• **What to do**
Rewrite all the records below with "even-odd" changed to "nonzero" and nothing else altered. Leave the pictures out of your answer.

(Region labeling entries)
##############################

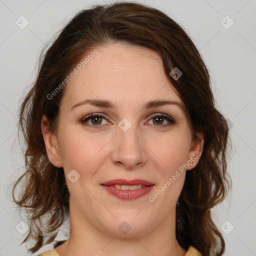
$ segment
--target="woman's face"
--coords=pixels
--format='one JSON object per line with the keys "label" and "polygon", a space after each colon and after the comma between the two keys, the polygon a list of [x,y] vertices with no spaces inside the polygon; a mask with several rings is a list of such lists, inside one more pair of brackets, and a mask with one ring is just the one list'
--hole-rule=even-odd
{"label": "woman's face", "polygon": [[98,49],[64,88],[56,135],[44,134],[48,156],[64,168],[70,222],[146,234],[175,223],[186,168],[196,165],[202,140],[192,140],[160,56],[120,44]]}

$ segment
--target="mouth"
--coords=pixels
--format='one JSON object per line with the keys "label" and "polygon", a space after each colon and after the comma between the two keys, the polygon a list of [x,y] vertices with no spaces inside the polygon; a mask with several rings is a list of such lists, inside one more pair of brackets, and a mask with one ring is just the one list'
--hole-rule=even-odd
{"label": "mouth", "polygon": [[149,193],[154,184],[144,180],[114,180],[101,185],[109,193],[118,198],[132,200]]}

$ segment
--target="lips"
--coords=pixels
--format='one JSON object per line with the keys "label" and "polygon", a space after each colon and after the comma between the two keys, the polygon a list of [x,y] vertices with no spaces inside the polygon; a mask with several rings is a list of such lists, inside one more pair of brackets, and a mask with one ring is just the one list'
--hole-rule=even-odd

##############################

• **Task solution**
$ segment
--target="woman's face"
--coords=pixels
--format='one JSON object per line with the keys "label" and "polygon", a space after each colon and after the comma between the two keys, the polygon a list of [x,y] vertices with no spaces inside the polygon; a mask with several rings is a list of such lists, inside one more pair of brackets, and a mask with one ring is just the one list'
--hole-rule=nonzero
{"label": "woman's face", "polygon": [[98,49],[64,88],[56,135],[44,134],[48,156],[64,168],[70,222],[146,234],[175,223],[186,168],[196,165],[202,140],[192,140],[160,56],[120,44]]}

$ segment
--target="mouth"
--coords=pixels
--format='one JSON object per line with the keys "label" and "polygon", a space after each colon and after the comma between the two keys, the polygon a list of [x,y] vertices with no spaces inside the polygon; a mask with several rings is a list of such lists, inside one more pair of brackets, and a mask with one ring is just the one list'
--hole-rule=nonzero
{"label": "mouth", "polygon": [[149,193],[154,184],[144,180],[114,180],[101,185],[109,193],[118,198],[132,200]]}

$ segment
--target="lips"
--coords=pixels
--format='one JSON object per line with the keys "label" and "polygon", a space after each colon and after the comma between the two keys, the polygon a list of [x,y] vertices with no spaces inside the polygon; a mask with several rings is a list of such lists, inside one more pair of brackets, and a mask with one ring is just the one list'
--hole-rule=nonzero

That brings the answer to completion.